A little sunshine…

One of my regular students is severely disabled, and has great difficulty doing anything at the lathe for any length of time. This, obviously, makes life difficult for him, and sometimes his frustrations are palpable.

Today he arrived in a gloomy mood, convinced he was never going to progress. “I’ll make a mess of this next part,” he insisted. I urged him on, and he began to cut the wood.

Three cuts in and I was convinced he’d been playing me, and had been practicing the cuts. He assured me he hadn’t, and when I asked him to compare the fresh cuts to some previously made cuts his smile brought a little sunshine to a dull and overcast day.

Even minuscule steps can seem huge in the correct context.

Post drought…

The apparent post drought is due to a number of things…

Firstly, it is more than galling to have what you write misrepresented, quoted out of context, and with a clear lack of comprehension of what was actually written. It does make you wonder why you bother at all.

Secondly, there are a number of things I would normally have commented on, but concern about some, if not all, of the above force me to leave well alone.

Thirdly, it’s been a very dull week or so.

In fact the only highlight was a demonstration at the weekend. A long-time anti wood colourist said he was converted and would “give it a go”. This may sound insignificant, but isn’t. Once people begin to experiment and play with colour and texture, the doors can open to other things, and suddenly you have the world to play with.

And a note for those who were at the demonstration…the problem was the marine ply. It is effectively “sealed”, and requires heavy abrading prior to marking out the backboard. This provides for the glue to seep into the marine ply and form an effective bond. My error. And my apologies.

Off cuts…what do you do with them?

There are those who feel (strongly) that offcuts, especially those with faults, have no place on the lathe. I do understand the opinion, and to some extent have sympathy with it, but cannot bring myself to throw every off-cut out. Some are simply too pretty, too interesting, or an off-cut from an expensive plank, and therefore seem to have value, if only in monetary terms.

But that do you you do with them besides cut pen blanks, wine bottle stopper blanks Etc.?

I tend to put them on one side until I need some play time, and then they can at least serve as a diversion even if nothing comes of them. If something does, then all the better; you’ve saved a nice piece of wood from the ignominy of the wood burner.

Here are couple of such turning from the weekend…

maple off-cut...18" by 9"

 

Black Walnut off-cut...19" by 15"

Black Walnut off-cut...19" by 15"

What the…

Unusually, this evening, I started, and finished, and very nice bottle of wine. You have no idea how tempted I was to post an uncensored piece!

Constantly weighing the pros and cons comes very unnaturally to me, but certain things force such an approach.

Now if those other “things” were removed from the equation think what reign I would have to vent my spleen!

Hey Ho. Another day tomorrow. Another piece of wood to butcher. And another raft of odd, beguiling, and unfathomable emails to peruse.

= = = = =

→ **Task details**
In the woodturning blog, what does the writer say caused the problem at the weekend demonstration? Rely only on the woodturning blog for the answer.

→ **Region annotation items**
= = = = =

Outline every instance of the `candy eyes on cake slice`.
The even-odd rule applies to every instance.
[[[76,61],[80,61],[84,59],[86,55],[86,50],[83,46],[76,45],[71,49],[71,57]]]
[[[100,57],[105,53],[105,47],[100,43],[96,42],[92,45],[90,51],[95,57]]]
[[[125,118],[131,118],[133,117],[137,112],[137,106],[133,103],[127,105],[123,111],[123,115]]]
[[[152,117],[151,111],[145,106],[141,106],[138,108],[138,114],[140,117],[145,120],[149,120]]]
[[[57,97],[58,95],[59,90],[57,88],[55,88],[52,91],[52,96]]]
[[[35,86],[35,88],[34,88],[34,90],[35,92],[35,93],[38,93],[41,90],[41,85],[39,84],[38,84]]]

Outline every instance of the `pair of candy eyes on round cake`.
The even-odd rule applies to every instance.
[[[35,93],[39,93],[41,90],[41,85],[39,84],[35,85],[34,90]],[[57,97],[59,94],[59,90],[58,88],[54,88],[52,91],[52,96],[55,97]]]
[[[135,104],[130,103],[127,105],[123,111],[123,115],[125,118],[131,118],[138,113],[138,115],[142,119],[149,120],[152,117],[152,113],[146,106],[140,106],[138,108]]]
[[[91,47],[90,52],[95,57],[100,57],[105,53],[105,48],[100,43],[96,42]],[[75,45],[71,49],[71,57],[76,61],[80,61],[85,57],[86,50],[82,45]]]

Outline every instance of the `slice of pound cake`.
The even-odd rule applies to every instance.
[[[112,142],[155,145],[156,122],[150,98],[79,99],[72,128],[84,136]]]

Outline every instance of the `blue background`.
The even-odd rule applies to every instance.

= = = = =

→ **Final answer**
The marine ply caused it, because it is effectively sealed and needs heavy abrading before the backboard is marked out.